Friday, July 27, 2012

The Dark Knight Rises

Alternate Title:  The Batman Movie we Deserve


One sentence synopsis:    Bruce Wayne must confront his own demons and a pack of revolutionary terrorists led by Bane.

Things Havoc liked:  Every generation gets the Batman it's looking for. In the 60s we got a cheesy goofball foiling the ludicrous deeds of plastic villains. In the 80s it was the Dark Knight, watching over a corrupt city nearly as mad as he was while battling anything and everything in his path. In the 90s, we got a stylized Batman of haunting, neo-gothic surreality, one which ultimately collapsed under its own weight of artifice. Today we live in a world of international terrorism, violent civil upheaval, economic uncertainty, and all-pervasive fear of the future. And here is the Batman movie we have been seeking.

What use, in a film like this, to recite names of actors and characters and say what everyone has already said? This is Bale's third turn as Bruce Wayne/Batman, and he has finally grown into the role in a way I did not think he ever would, diving down into the nadir of his own soul and clawing his way back out through methods even Batman films did not prepare me for. The cost of becoming Batman has been a constant theme within these movies, but never has it been more severe than now, to the point that neither his body nor his mind nor even Alfred's eternal vigilance for Bruce Wayne's soul can stand them any longer. And yet reality is still present, waiting to be dealt with in the form of another one of Batman's never-ending rogues' gallery.

Bane is played by Tom Hardy, a choice I could not understand when first I heard it, bulked up like a side of frozen beef and wearing a Hannibal Lechter mask that turns his voice into a strange, synthesized British drone that reminded me of Deckard Cane more than anything else. Yet if Heath Ledger's Joker was a primal spirit of Chaos, Bane seems to be that of Death-the-Leveler, incarnated from a 15th-century cult text and set forth on Gotham not merely to kill, but to flatten society from the top down before he does so. He never raises his voice, never bows to an agenda beyond nihilism and the revelation of all earthly concerns as vanity and hypocrisy. His plan is buttressed by a horde of fanatical suicide-killers, loyal only to the notion of the fire that he will start, and the upheaval that will follow in his wake. He does not scream and he does not deceive, save in that he consciously permits the belief in hope before stamping it out as a tool of policy. Hardy's performance is hidden behind the embodiment of such a character (we cannot see his face, and his voice might as well be computer generated), but he sells the role perfectly, and I could not, by the end of it, picture another in his place.

##############################

(Problem statement)
Write out the passage of the review of The Dark Knight Rises between "Things Havoc liked:  Every" and "have been seeking.", inclusive.

Stored data:
##############################

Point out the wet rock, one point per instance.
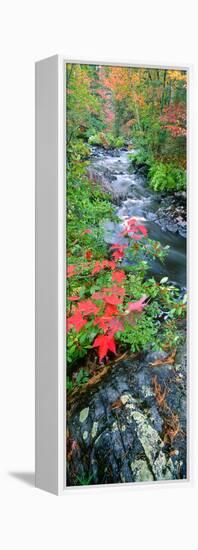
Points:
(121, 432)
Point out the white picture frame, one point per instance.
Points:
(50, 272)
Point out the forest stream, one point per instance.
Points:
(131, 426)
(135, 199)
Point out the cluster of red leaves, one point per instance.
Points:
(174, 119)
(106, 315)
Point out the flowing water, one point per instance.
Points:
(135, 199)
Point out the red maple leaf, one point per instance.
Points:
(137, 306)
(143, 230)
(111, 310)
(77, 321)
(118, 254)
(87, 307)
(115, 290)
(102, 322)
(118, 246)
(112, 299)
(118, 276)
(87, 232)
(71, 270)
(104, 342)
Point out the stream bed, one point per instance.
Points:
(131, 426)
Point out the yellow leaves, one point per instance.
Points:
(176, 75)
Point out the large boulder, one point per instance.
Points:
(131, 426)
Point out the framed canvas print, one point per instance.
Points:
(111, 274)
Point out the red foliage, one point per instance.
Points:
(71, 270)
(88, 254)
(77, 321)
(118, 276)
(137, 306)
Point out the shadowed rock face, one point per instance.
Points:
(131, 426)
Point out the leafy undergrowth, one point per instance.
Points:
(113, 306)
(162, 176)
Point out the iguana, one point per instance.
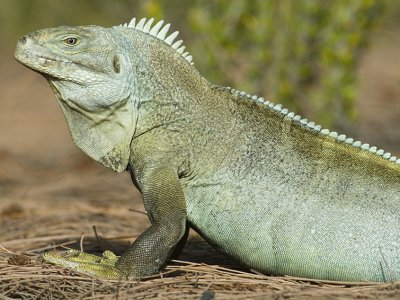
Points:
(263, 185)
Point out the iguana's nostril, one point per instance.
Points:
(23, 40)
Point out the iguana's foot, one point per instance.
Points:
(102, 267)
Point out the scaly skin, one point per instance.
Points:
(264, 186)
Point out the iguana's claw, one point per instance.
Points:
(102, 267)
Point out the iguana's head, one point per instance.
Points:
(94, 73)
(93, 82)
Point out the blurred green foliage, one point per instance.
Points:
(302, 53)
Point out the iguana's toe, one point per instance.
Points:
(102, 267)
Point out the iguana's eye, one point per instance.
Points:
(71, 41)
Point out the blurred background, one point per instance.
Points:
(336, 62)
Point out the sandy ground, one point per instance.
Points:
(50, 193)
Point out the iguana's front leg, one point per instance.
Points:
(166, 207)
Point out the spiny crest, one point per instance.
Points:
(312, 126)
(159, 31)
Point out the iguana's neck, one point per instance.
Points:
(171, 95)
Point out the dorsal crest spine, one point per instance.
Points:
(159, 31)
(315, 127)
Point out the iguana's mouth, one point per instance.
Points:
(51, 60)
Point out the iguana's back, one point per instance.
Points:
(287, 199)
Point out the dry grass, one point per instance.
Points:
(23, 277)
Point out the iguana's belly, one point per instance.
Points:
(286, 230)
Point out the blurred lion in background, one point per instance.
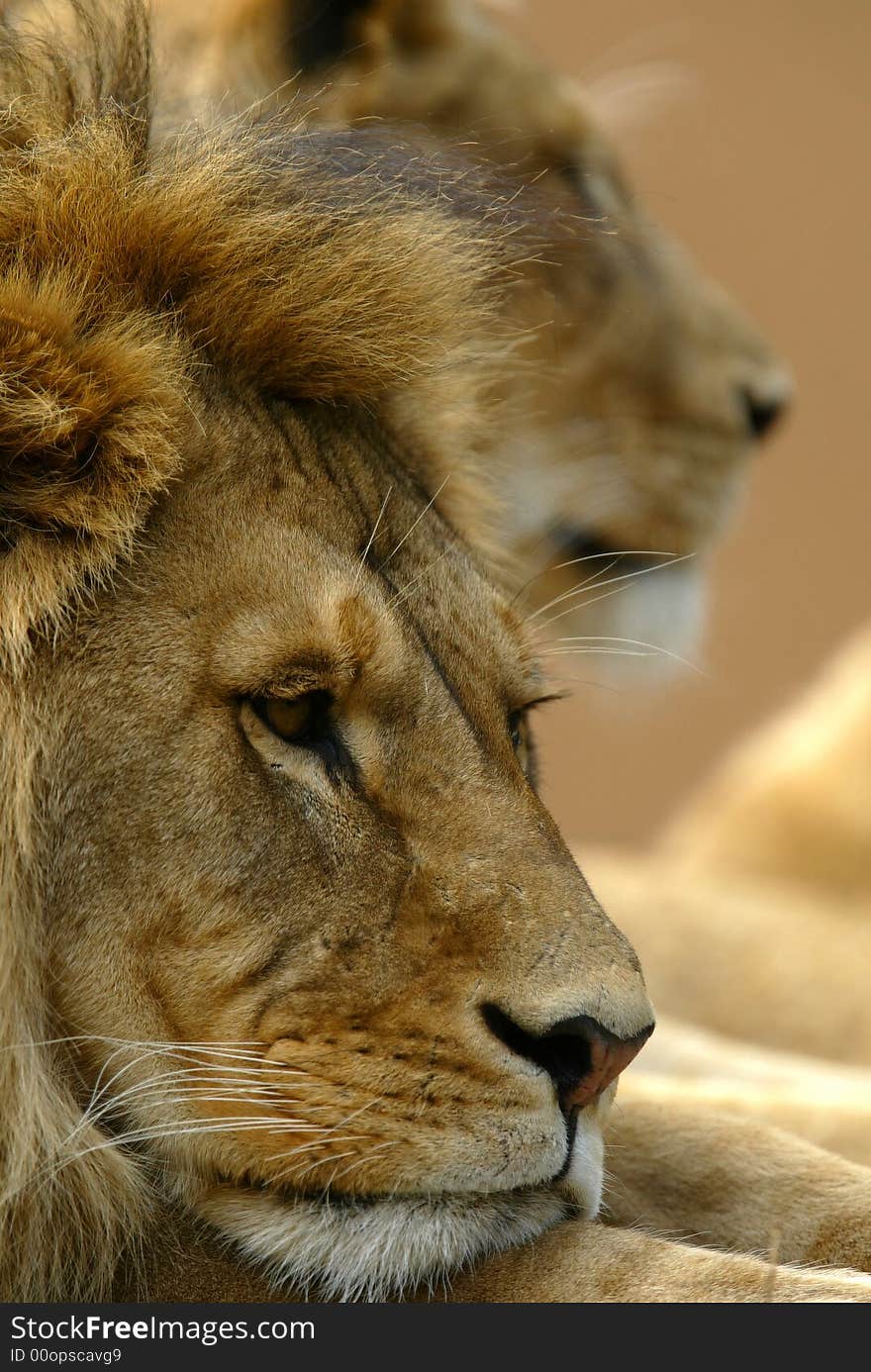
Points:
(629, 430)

##############################

(Answer space)
Things Havoc liked:  Every generation gets the Batman it's looking for. In the 60s we got a cheesy goofball foiling the ludicrous deeds of plastic villains. In the 80s it was the Dark Knight, watching over a corrupt city nearly as mad as he was while battling anything and everything in his path. In the 90s, we got a stylized Batman of haunting, neo-gothic surreality, one which ultimately collapsed under its own weight of artifice. Today we live in a world of international terrorism, violent civil upheaval, economic uncertainty, and all-pervasive fear of the future. And here is the Batman movie we have been seeking.